> **Activities**
1. List every person named in the debate excerpt below, one per line.
2. From the debate excerpt below, copy out the passage between "Similarly, with mineral" and "imported or domestic.", inclusive.
[Document passage Boundary: Start]
Similarly, with mineral hydrocarbons, we received the advice of our food advisory committee on 2 February this year. Within a week we had not only taken a decision but announced it to Parliament. That is the promptness with which we act.
Let me turn now to BSE-- [Interruption.] I will answer the point that the hon. Gentleman asked earlier about food protein and salmonella. He is quite right that I owe him an answer on that. The answer, as with so many of the issues concerned with salmonella, is that until this new and growing strain became clear, it was not necessary to take the kind of measures we take now, and that applied also to food protein. Incidentally, the hon. Gentleman ought to know that there are very few cases of salmonella enteritidis virus type 4 coming from food protein, whether imported or domestic.
Nevertheless, one of the 17 measures that we have implemented is to take powers to stop the protein going from the plant. Those powers have been in operation since 2 February, and we will use them whenever the evidence is there. [Interruption.]
Mr. MacGregor : The hon. Member for Clwyd, South-West (Mr. Jones) raised the question of BSE. He is right to say that this is a new problem which must be taken seriously. Here, too, we acted promptly. The moment that it became clear that the probable source--not yet proved at that stage --was protein from other ruminants, namely sheep, we banned it. I also set up a committee under Sir Richard Southwood to advise us. Sir Richard will acknowledge that within days I accepted the exact advice and recommendations set out in his two interim reports and we took the necessary action.
Mr. Campbell-Savours rose --
Very recently, Sir Richard put before me his final report. Ministers are now examining the report and its recommendations. We shall take a very quick view of it and publish it in full : I give that promise to the House.
[Document passage Boundary: End]
[Exercise data Boundary: Start]
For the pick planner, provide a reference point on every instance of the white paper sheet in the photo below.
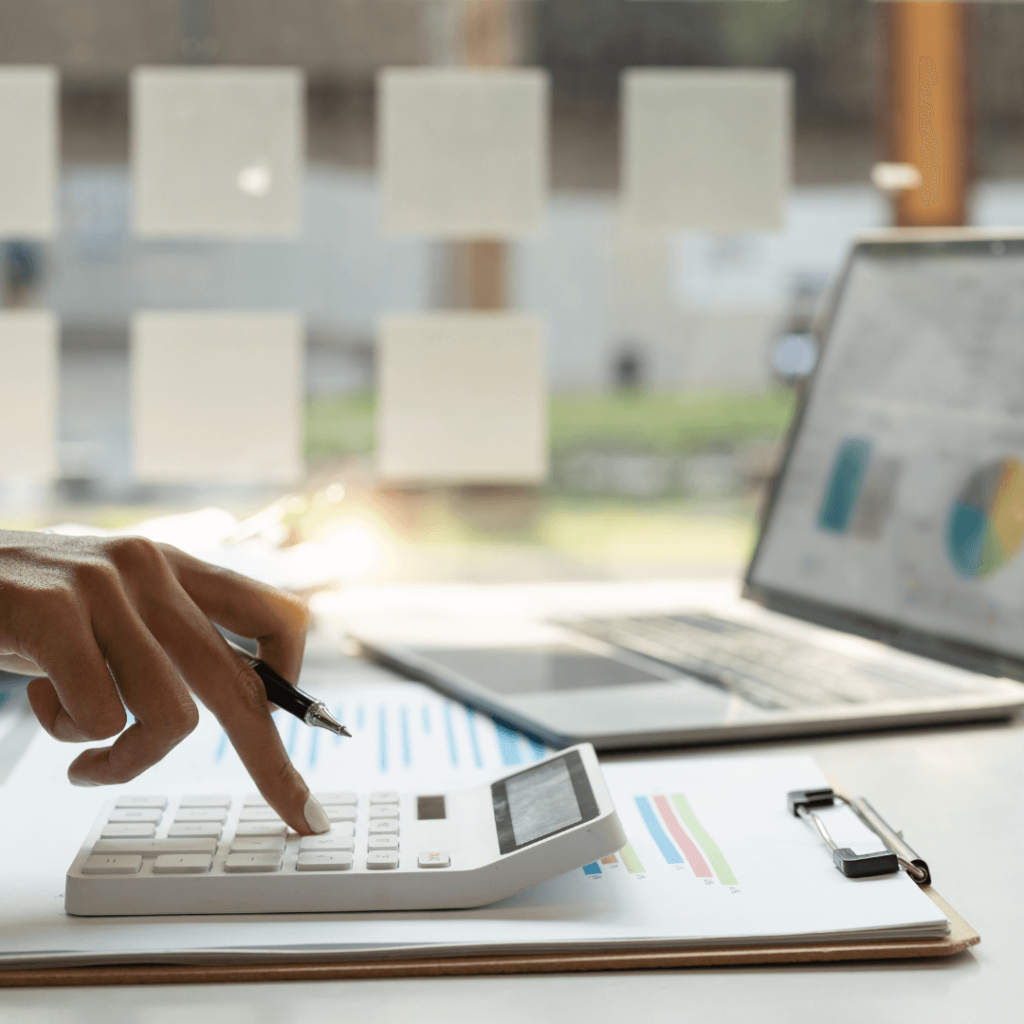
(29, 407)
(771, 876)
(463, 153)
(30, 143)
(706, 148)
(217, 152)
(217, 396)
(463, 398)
[Exercise data Boundary: End]
[Exercise data Boundary: Start]
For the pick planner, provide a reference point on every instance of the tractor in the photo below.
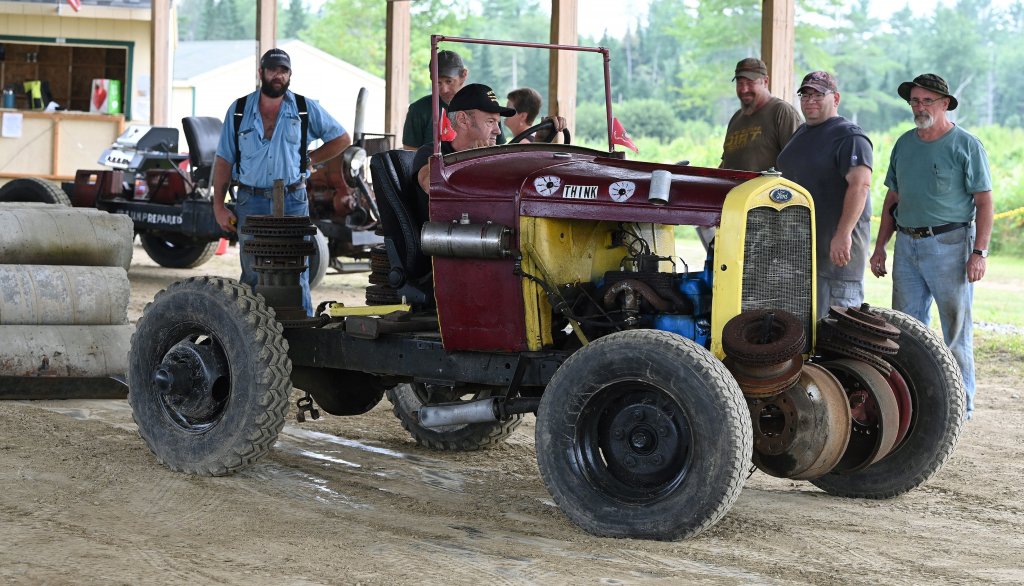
[Exercise data Boundary: End]
[Exercise data Boundary: Start]
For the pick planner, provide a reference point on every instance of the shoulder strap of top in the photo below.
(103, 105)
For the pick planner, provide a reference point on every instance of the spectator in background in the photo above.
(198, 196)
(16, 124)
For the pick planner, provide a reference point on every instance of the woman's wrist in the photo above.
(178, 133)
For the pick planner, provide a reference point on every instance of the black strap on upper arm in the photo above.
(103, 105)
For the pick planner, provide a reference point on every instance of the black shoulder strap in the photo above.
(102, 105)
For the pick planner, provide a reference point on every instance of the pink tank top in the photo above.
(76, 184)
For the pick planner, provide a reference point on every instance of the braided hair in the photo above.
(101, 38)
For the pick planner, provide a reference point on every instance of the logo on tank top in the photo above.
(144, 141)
[Exercise data Boundary: End]
> **Answers for the tasks**
1.
Mr. MacGregor
Mr. Jones
Sir Richard Southwood
Mr. Campbell-Savours

2.
Similarly, with mineral hydrocarbons, we received the advice of our food advisory committee on 2 February this year. Within a week we had not only taken a decision but announced it to Parliament. That is the promptness with which we act.
Let me turn now to BSE-- [Interruption.] I will answer the point that the hon. Gentleman asked earlier about food protein and salmonella. He is quite right that I owe him an answer on that. The answer, as with so many of the issues concerned with salmonella, is that until this new and growing strain became clear, it was not necessary to take the kind of measures we take now, and that applied also to food protein. Incidentally, the hon. Gentleman ought to know that there are very few cases of salmonella enteritidis virus type 4 coming from food protein, whether imported or domestic.